### Text block ###

Listening and responding to feedback is one of the most important skills any designer needs to develop if they want to make good work and have happy clients. Work as a designer long enough, and you will realize certain themes tend to recur. This is probably because there are common differences between how designers and clients view projects and briefs. For the designer, hearing the same thing endlessly can either be exasperating or a great learning experience, depending on how you choose to look at it.
I have found over time that some of these requests have given me a rare and valuable insight into both how the people I make work for view the design process, and the goals they wish to achieve. Collaboration is essential for design, but when the parties collaborating have a drastically different understanding of the design process, you’ll often end up with commentary and suggestions that don’t necessarily help either side.
If you’re about to embark on a design project, the following are 6 examples of cliche design feedback you may want to avoid:
“Can the logo be bigger?”
This one is a running joke in design circles, to the point that it has inspired numerous parodies from various cheeky/exasperated designers and firms.
The client always wants the logo bigger. No matter what the context. No matter what the goal of the project is. That logo needs to be BIG. Personally, my response to this has often been to make the logo so big you can only see a fraction of it still on the page. It is generally not well-received. Unlike some of the other common pushbacks on designs I’ve encountered in my career, this is one whose root I understand, and can definitely work with.
Clients always want their brand to be present and in the forefront, and rightly so. Where the issue can occur is when a logo is mistaken for a brand. A logo is usually just some semi-random shapes and text that says the company name. A brand (if done right) is a potent message with spirit and personality that attempts to forge a meaningful connection with its audience. The brand should resonate clearly through every piece of work and messaging that the company creates. The Brand should indeed be the biggest message that the audience comes away with. But it’s up to the designer to understand the brand and convey that, so that we can keep the logo itself a tasteful size.
“Make it pop!”
I’ve been a creative professional for over a decade now, and I still have no idea what this means. Sometimes I just make the text a couple points bigger, and then drink coffee until I can seem really excited about it at the next review. The approach has worked more often than I’d care to admit.
“We want to keep it really minimal (but we need to include all these things).”
The contradiction here has always made me chuckle. Especially since the majority of clients I have worked with have requested something along these lines. Often the suggestion is to keep the design as clean and simple as possible, but then the list of necessary elements will slowly but surely grow to a Godzilla-esque scale. And if you saw what Godzilla did to New York, imagine how much damage he would do to a poor little website design. Good design, like good writing, benefits from editing. If you try and say too many things, the key message is lost.

###

# Task list
a - Answer these from the design feedback article:
(i) How many examples of cliche design feedback does the article say it will give?
(ii) For how long has the writer been a creative professional?
(iii) What does the article say good design is like, in that both benefit from editing?
b - Please copy the passage of the design feedback article word for word, starting with "I have found" and going on through "help either side.".
c - List every line of client feedback that the design feedback article sets apart in quotation marks as its own heading.
The entries after this sentence have nothing to do with the design feedback article.

### Data section ###

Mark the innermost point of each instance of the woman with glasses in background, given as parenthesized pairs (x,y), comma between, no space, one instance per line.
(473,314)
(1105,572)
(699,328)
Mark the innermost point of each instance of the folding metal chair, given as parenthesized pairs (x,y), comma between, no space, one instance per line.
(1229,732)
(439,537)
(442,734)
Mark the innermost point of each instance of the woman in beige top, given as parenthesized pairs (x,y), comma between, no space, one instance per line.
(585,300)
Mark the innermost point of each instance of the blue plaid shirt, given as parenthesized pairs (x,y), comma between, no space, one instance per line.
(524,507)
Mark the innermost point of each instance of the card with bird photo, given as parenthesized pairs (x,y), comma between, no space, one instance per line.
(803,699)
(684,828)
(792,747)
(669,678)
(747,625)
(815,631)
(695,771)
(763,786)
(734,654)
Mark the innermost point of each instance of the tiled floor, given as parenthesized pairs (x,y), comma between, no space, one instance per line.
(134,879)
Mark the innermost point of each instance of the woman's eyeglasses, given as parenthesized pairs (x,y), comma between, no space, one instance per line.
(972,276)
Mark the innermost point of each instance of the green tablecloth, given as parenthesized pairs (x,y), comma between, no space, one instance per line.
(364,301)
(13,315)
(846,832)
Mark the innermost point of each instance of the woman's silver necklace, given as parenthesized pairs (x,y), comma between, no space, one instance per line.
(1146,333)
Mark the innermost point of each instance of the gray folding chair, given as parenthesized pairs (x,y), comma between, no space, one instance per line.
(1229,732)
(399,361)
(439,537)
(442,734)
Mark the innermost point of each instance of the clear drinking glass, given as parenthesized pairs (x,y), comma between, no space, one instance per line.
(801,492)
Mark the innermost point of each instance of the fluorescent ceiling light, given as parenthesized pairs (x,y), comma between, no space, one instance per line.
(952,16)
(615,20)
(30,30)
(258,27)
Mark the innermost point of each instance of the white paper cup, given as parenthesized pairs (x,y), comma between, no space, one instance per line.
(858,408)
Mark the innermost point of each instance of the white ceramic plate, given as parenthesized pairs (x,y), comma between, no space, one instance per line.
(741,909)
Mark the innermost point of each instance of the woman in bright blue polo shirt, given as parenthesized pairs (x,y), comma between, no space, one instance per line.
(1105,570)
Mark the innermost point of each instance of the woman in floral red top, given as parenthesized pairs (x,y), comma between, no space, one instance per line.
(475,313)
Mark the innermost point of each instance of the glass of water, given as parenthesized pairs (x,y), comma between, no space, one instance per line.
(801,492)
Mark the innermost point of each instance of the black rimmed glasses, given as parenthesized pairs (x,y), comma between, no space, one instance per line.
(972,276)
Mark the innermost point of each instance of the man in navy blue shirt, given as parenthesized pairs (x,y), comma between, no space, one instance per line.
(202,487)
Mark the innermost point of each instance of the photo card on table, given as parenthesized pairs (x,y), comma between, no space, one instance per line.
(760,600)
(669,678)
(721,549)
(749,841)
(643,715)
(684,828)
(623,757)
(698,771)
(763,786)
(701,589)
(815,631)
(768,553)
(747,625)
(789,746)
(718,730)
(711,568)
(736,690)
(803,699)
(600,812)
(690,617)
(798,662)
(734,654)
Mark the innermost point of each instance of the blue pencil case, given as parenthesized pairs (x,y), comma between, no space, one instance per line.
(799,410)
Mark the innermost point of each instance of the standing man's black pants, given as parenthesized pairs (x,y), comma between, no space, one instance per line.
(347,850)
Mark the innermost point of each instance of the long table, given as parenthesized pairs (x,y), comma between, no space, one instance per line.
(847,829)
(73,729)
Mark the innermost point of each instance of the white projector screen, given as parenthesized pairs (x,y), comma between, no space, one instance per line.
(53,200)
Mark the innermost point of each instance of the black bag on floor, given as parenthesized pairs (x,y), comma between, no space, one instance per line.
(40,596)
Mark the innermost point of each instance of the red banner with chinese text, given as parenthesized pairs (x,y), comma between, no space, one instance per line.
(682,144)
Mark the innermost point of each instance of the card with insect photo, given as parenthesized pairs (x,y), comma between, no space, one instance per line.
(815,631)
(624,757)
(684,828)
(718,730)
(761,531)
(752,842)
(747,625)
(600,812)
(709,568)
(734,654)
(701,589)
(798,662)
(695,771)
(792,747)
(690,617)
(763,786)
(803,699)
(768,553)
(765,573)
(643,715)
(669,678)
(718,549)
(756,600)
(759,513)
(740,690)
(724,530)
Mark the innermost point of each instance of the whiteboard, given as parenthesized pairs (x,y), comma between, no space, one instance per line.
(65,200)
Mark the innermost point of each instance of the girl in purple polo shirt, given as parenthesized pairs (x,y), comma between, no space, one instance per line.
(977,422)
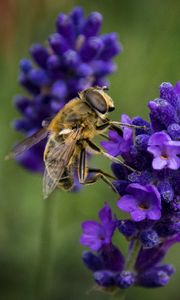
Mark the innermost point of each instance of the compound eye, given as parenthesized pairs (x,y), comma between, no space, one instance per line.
(96,100)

###

# Responses to the tasks
a -
(i) 6
(ii) Over a decade
(iii) Good writing

b -
I have found over time that some of these requests have given me a rare and valuable insight into both how the people I make work for view the design process, and the goals they wish to achieve. Collaboration is essential for design, but when the parties collaborating have a drastically different understanding of the design process, you’ll often end up with commentary and suggestions that don’t necessarily help either side.

c -
"Can the logo be bigger?"
"Make it pop!"
"We want to keep it really minimal (but we need to include all these things)."